* OBJETIVO
Según el texto sobre Gadamer, ¿cuál fue su característica dominante en opinión de Jürgen Habermas?

* EXTRACTO DEL DOCUMENTO
Suscríbete a la revista  |  Suscríbete a nuestro newsletter

Gadamer, el filósofo constructor de puentes

Hans-Georg Gadamer, el último sobreviviente de la fecunda generación de filósofos alemanes que maduró durante el periodo de entre guerras del siglo XX, murió a los 102 años de edad por un ataque cardiaco, el pasado 13 de marzo.
Su característica dominante, según Jürgen Habermas, fue el esfuerzo continuo por «establecer puentes»: no sólo entre las personas, sino también entre las diferentes tradiciones culturales y de pensamiento [1]. En su obra entrelaza el pensamiento clásico y las reflexiones de la modernidad: Platón, Aristóteles, Kant, Hegel y Heidegger.
También era un gran conversador, hombre de diálogo y debate: le gustaba plantear problemas a sus interlocutores y responder preguntas, pues le daban ocasión para intercambiar ideas. No podríamos esperar menos de un estudioso de la dialéctica clásica y fino intérprete de la obra de Platón, para quien el diálogo es de vital importancia en el desarrollo de la cultura.
En el telegrama de pésame que Juan Pablo II envió al cardenal Lehmann, presidente de la Conferencia Episcopal de Alemania, recordaba conmovido las diversas ocasiones en las que había podido intercambiar ideas con Gadamer, a propósito de los coloquios que Juan Pablo II suele organizar con intelectuales. En esas breves líneas, el Papa filósofo destacaba las cualidades que había podido apreciar en este noble humanista durante esos encuentros veraniegos en Castelgandolfo: «la sinceridad en la búsqueda de la verdad, la agudeza del pensamiento, el cordial respeto al interlocutor, la consideración por los valores del patrimonio cristiano. En efecto, Gadamer era un partidario convencido de la importancia de la tradición para una forma adecuada de conocimiento. La referencia a la tradición constituía para él el reconocimiento de un patrimonio cultural que pertenece a toda la humanidad» (16 de marzo de 2002).

«YA NO TENGO 80 AÑOS»

En los últimos años de su vida, Gadamer recibió innumerables reconocimientos públicos: doctorados honoris causa, premios académicos, ciudadanías honorarias, etcétera. Entre los años ochenta y noventa vio la luz la edición de sus obras completas. A pesar de que la lucidez mental no lo abandonó nunca, tuvo que ir reduciendo paulatinamente el ritmo de los viajes y conferencias, debido a los naturales achaques de la edad avanzada.

* DATOS REGISTRADOS
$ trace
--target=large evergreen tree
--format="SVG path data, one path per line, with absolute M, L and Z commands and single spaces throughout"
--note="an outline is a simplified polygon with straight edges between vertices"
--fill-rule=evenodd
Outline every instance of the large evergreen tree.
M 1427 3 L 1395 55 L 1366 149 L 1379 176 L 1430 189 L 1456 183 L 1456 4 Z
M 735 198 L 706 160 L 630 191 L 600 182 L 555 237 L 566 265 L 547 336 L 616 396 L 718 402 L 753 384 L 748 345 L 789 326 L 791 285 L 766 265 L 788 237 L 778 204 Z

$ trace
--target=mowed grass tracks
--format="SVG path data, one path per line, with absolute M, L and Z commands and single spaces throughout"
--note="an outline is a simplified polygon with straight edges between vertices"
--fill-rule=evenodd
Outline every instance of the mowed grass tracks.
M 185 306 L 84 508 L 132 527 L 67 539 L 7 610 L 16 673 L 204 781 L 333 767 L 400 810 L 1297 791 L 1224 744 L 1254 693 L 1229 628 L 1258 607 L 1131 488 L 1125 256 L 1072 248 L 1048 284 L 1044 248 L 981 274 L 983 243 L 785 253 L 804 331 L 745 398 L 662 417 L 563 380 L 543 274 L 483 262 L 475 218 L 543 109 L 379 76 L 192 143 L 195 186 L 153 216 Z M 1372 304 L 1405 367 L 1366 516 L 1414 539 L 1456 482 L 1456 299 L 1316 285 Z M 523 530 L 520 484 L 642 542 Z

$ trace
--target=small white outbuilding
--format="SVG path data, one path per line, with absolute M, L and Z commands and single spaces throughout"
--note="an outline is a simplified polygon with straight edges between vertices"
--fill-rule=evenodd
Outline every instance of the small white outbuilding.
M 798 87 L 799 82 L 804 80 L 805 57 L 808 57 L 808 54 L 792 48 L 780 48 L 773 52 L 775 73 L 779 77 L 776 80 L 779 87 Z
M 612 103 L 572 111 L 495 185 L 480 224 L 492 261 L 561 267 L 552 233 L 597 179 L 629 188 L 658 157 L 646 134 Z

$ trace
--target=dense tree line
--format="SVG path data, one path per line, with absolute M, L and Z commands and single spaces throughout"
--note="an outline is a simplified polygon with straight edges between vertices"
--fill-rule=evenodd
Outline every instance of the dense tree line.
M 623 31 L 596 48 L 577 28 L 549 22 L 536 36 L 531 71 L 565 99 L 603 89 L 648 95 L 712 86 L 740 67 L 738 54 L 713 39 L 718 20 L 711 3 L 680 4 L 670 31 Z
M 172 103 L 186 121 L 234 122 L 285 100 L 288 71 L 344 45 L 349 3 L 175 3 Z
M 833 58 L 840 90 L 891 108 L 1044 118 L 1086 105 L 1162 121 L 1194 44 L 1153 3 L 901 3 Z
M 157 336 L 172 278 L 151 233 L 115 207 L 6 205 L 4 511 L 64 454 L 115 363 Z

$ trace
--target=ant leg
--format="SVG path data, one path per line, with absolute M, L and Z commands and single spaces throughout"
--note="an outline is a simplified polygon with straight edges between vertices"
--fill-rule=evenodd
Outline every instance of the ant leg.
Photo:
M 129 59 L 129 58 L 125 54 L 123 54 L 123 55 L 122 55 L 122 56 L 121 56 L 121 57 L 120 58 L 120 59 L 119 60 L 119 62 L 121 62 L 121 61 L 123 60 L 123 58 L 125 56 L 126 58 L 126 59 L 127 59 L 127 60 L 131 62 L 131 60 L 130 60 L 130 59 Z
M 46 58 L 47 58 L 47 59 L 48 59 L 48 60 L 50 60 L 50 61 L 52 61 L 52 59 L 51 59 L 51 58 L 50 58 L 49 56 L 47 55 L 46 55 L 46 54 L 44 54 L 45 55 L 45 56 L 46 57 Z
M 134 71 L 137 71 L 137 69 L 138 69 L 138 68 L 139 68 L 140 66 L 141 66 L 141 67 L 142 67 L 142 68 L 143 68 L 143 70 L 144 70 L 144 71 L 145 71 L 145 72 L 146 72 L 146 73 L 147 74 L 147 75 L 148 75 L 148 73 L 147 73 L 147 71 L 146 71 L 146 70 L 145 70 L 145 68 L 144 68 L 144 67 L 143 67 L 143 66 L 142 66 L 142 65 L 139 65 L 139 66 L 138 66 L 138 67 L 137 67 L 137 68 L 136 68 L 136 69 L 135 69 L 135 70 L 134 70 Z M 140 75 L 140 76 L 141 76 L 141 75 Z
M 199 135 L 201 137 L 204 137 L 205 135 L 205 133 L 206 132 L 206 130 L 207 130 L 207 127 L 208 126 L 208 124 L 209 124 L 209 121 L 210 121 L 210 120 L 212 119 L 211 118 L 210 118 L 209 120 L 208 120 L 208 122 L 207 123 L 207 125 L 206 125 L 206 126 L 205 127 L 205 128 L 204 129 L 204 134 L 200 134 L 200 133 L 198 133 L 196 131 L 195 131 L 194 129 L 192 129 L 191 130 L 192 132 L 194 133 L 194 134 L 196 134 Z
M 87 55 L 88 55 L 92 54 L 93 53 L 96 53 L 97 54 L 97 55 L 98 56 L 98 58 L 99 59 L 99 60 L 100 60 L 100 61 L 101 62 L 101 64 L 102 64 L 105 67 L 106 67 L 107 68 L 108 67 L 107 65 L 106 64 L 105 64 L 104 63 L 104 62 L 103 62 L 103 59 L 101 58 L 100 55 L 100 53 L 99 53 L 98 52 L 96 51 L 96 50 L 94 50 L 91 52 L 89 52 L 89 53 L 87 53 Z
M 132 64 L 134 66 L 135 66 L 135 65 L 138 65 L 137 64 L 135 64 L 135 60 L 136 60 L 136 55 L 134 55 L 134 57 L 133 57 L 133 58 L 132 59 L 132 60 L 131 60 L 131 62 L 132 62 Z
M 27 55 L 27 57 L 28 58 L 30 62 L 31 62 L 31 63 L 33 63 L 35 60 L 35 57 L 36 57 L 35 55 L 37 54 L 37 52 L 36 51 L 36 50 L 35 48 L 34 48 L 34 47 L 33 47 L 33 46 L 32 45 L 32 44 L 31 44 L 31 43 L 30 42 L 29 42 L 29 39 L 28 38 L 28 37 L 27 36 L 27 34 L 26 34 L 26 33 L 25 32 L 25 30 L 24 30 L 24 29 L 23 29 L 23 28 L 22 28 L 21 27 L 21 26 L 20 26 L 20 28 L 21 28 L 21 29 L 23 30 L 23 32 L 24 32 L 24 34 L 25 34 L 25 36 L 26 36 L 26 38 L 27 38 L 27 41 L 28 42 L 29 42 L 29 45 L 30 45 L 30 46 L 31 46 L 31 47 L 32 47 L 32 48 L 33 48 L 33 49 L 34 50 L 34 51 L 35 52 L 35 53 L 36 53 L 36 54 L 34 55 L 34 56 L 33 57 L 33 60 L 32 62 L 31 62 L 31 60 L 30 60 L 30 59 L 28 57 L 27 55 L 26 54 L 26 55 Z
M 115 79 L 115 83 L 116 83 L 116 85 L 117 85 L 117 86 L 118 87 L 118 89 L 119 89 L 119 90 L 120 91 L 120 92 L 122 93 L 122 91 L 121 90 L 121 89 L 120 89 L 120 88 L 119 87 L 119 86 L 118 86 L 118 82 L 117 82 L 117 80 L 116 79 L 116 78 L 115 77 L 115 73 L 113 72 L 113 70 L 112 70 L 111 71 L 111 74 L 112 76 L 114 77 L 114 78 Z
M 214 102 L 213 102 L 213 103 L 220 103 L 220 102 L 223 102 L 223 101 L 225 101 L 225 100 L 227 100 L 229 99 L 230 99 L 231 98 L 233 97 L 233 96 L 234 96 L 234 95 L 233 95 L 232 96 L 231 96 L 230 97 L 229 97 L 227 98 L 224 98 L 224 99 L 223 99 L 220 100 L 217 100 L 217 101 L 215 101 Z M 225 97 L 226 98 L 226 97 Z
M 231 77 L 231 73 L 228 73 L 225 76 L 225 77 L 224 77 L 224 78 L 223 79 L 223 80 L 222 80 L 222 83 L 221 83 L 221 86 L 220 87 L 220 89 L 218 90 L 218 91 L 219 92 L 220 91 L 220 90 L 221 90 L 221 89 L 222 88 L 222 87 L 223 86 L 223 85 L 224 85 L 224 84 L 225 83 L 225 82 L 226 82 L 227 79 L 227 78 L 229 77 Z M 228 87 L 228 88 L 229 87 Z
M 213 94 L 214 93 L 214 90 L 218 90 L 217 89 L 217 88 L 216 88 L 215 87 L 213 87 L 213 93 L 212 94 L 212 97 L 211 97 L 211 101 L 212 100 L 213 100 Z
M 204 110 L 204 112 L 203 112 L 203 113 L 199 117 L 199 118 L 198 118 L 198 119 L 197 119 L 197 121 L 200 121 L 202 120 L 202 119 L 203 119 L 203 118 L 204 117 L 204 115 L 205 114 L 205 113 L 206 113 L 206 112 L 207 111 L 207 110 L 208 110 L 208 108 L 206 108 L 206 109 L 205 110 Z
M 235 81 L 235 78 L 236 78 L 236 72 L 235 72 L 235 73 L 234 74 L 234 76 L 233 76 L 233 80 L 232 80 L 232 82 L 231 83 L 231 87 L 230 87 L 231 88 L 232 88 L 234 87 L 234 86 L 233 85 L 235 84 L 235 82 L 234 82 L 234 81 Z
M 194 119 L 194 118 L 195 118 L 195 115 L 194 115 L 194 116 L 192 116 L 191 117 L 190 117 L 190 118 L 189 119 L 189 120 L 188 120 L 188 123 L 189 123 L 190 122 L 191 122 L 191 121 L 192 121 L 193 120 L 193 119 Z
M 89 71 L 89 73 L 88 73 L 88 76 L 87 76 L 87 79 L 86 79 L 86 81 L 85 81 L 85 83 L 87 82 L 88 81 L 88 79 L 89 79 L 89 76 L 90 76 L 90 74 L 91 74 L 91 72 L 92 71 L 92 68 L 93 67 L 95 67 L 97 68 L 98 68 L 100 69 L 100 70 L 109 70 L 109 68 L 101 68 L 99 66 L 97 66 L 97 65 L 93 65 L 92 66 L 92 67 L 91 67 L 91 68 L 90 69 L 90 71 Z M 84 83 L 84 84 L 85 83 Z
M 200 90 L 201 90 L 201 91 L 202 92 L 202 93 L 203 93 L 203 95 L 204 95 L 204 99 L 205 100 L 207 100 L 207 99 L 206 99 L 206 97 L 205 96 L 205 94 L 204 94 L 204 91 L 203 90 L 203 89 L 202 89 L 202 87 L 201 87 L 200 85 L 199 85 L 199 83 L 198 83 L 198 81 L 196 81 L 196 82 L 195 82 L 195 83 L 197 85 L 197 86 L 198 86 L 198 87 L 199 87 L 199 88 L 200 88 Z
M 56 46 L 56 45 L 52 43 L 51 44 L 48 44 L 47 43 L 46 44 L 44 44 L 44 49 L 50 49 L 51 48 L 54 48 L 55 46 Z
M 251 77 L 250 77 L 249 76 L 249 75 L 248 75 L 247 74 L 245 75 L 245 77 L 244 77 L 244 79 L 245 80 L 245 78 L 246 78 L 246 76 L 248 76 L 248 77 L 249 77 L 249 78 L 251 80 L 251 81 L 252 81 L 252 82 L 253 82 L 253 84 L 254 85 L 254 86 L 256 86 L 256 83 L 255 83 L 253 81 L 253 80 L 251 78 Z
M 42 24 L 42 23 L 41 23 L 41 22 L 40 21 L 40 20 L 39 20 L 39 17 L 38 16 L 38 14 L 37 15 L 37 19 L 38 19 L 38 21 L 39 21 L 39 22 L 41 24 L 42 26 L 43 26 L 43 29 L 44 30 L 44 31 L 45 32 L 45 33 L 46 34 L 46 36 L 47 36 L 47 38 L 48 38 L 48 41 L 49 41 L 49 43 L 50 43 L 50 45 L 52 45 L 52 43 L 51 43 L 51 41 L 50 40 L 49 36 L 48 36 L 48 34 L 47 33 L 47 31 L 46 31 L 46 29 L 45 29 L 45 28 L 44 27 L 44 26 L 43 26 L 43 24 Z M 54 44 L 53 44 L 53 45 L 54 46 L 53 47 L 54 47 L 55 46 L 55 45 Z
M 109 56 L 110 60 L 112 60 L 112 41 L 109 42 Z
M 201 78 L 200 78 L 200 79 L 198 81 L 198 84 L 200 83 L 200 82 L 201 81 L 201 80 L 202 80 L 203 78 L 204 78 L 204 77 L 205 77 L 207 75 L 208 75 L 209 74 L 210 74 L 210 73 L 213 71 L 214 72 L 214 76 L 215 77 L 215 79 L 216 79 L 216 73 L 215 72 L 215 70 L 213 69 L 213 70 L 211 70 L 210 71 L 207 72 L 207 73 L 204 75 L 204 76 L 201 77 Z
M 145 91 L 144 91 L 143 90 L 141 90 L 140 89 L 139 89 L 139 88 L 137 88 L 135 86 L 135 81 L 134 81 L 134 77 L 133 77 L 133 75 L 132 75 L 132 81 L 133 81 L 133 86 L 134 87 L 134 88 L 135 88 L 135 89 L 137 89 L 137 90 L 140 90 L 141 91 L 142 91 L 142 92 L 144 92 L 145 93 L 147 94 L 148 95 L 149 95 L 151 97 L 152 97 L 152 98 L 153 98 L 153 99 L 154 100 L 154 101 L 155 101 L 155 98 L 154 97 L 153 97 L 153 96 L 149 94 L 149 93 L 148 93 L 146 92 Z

* SOLUCIÓN
El esfuerzo continuo por «establecer puentes», no solo entre las personas, sino también entre las diferentes tradiciones culturales y de pensamiento.